▶ **WHAT YOU WILL DO**
Pull out every line of the material below that contains the string "building", treating uppercase and lowercase letters as different.

▶ **STORED DATA**

##############################

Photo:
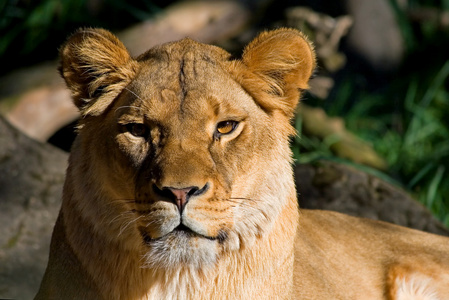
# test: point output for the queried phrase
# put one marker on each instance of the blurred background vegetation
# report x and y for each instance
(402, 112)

##############################

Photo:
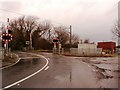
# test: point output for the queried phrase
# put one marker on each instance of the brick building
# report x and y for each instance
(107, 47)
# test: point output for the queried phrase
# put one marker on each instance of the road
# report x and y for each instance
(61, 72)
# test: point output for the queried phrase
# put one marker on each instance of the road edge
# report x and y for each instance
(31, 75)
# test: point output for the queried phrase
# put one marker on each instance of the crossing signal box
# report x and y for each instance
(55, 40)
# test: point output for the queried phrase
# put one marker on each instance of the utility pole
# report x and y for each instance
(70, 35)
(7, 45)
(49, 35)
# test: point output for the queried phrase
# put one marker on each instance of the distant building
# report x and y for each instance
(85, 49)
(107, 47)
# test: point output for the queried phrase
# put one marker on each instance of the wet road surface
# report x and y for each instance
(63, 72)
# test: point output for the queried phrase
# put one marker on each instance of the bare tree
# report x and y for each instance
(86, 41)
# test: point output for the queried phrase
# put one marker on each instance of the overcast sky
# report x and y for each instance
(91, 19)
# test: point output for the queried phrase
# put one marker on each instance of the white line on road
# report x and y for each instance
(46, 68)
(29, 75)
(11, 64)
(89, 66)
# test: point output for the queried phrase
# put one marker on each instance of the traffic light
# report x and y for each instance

##############################

▶ **TASK OUTPUT**
# put one marker on each instance of the brick building
# put one marker on each instance of the distant building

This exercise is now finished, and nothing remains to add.